> Exercício curto
Retome o texto sobre a escola para gays em Campinas logo depois da última frase e siga escrevendo no mesmo tom.

> Trecho do texto

● ● ● ● ●

BBB

Orgulho e Preconceito


Escola para gays. Vi a matéria de madrugada, na TV. Em Campinas, uma “bee” (termo que as próprias bichas, com todo o respeito, usam para se referir umas às outras) resolveu abrir inscrição para meninos delicados que querem aprender truques de maquiagem, dança e outras manifestações artísticas. Todas as vagas estão preenchidas e há lista de espera. Está lançada a polêmica. O separatismo é a saída para aprender a lidar com as diferenças? As mesmas “bees” que desfilam na Parada Gay agora se rendem à tentação da reclusão segura?

● ● ● ● ●

> Conteúdo do material
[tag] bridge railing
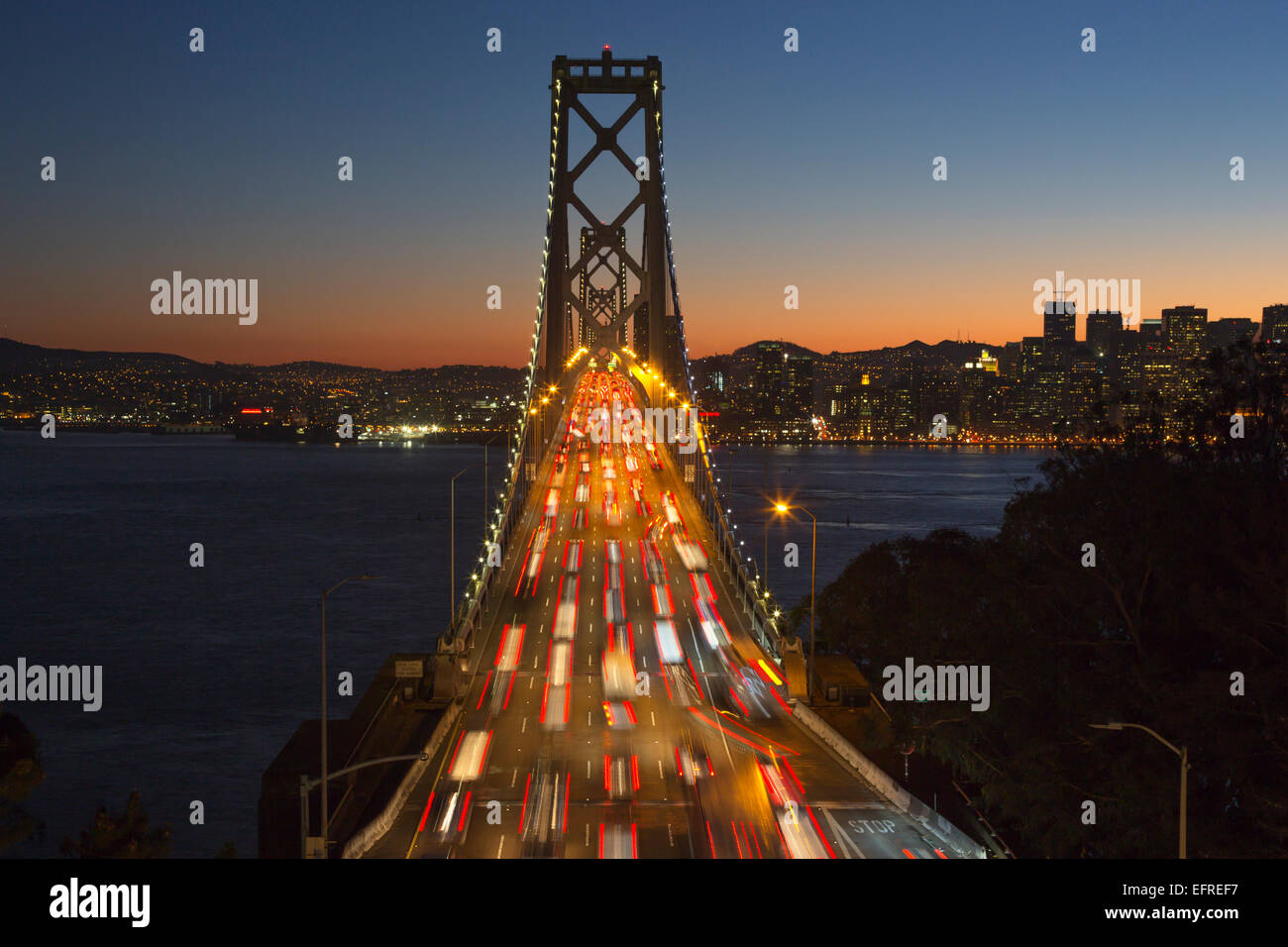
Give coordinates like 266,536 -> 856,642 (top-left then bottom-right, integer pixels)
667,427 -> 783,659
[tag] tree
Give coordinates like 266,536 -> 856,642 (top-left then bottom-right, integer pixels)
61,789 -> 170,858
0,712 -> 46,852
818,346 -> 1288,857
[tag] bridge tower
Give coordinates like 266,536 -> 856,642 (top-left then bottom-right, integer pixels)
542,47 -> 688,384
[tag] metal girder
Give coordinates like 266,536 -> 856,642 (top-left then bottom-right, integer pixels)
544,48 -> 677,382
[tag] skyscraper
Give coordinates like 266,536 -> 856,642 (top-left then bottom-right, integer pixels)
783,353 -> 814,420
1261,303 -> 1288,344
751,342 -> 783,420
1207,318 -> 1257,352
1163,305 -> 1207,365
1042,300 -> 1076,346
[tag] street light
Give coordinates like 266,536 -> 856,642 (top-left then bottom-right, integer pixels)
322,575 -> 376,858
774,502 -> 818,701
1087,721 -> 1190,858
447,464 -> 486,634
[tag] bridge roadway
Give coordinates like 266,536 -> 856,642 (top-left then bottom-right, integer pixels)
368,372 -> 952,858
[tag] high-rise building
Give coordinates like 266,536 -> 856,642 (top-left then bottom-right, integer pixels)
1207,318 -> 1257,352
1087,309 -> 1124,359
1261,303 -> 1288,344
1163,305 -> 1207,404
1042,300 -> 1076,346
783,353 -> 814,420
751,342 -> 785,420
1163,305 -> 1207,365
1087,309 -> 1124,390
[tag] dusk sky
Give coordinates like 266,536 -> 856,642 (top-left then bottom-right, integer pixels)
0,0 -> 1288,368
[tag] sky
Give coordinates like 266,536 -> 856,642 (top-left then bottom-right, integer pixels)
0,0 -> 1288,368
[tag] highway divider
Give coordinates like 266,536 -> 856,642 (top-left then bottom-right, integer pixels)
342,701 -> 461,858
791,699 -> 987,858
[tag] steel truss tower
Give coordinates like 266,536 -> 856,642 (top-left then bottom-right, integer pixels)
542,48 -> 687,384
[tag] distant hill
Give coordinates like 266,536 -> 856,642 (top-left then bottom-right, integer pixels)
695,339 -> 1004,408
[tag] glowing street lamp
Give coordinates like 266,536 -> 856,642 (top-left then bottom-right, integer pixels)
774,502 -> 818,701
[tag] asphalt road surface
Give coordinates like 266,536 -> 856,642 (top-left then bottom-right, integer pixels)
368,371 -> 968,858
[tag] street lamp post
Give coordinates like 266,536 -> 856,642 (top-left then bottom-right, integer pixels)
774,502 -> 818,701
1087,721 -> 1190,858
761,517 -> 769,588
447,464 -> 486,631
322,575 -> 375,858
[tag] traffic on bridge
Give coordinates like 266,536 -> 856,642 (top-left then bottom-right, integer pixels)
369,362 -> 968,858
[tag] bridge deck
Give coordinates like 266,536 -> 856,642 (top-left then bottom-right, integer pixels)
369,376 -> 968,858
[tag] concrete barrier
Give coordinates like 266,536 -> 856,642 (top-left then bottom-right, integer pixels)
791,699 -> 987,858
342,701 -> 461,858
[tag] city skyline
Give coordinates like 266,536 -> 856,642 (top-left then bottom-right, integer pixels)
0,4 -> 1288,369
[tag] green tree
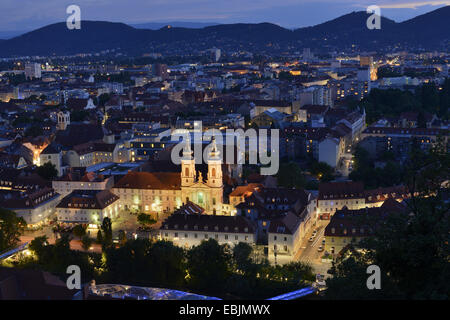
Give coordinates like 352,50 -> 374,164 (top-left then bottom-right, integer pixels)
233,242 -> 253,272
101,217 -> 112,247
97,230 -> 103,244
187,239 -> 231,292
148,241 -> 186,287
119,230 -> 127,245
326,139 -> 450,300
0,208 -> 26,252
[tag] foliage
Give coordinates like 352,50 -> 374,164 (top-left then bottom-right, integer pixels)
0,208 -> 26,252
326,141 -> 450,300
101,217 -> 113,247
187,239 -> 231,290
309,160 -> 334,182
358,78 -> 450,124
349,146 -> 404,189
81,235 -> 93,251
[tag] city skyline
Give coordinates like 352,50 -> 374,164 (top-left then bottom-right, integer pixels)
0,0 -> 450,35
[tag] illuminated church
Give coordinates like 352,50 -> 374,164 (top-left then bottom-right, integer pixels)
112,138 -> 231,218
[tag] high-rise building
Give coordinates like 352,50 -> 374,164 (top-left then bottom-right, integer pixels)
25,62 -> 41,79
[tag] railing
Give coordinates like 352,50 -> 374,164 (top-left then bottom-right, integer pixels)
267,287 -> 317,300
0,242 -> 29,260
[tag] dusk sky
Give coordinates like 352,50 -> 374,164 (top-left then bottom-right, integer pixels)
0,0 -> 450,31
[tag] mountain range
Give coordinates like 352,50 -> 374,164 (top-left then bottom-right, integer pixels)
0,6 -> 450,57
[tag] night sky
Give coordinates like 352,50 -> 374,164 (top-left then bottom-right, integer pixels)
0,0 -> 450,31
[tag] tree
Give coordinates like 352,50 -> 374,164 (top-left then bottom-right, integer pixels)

● ● ● ● ●

> Resposta escrita
A escola para gays é a antítese da décima edição do BBB. Ou deveria ser. Misturaram ali loiras aguadas, morenas safadas, musculosos sem tutano, bibas engraçadas, uma doutora e fecharam a porta. O resultado é delicioso para o espectador que torce pelo barraco. Ironicamente, a casa, semana a semana, se dividiu. As tribos, cada vez mais, se fecharam. Os afins se aproximaram. Resta agora derrubar as barreiras e encarar o ardiloso desafio da convivência. Se o BBB pretende representar com fidelidade uma célula do todo, então a escola para as “bees” não parece mais uma ideia tão tosca.
No BBB, torço para o Dourado. Foi com certo sofrimento que defini meu voto. Achava o sujeito um troglodita. Porco, com um corpo meio esquisito, cara de bicho atropelado e o preconceito escorrendo pelo canto da boca. Hoje, dou minha mão à palmatória. Dourado, mesmo com toda a sua canastrice, se revelou o brother mais autêntico e disposto.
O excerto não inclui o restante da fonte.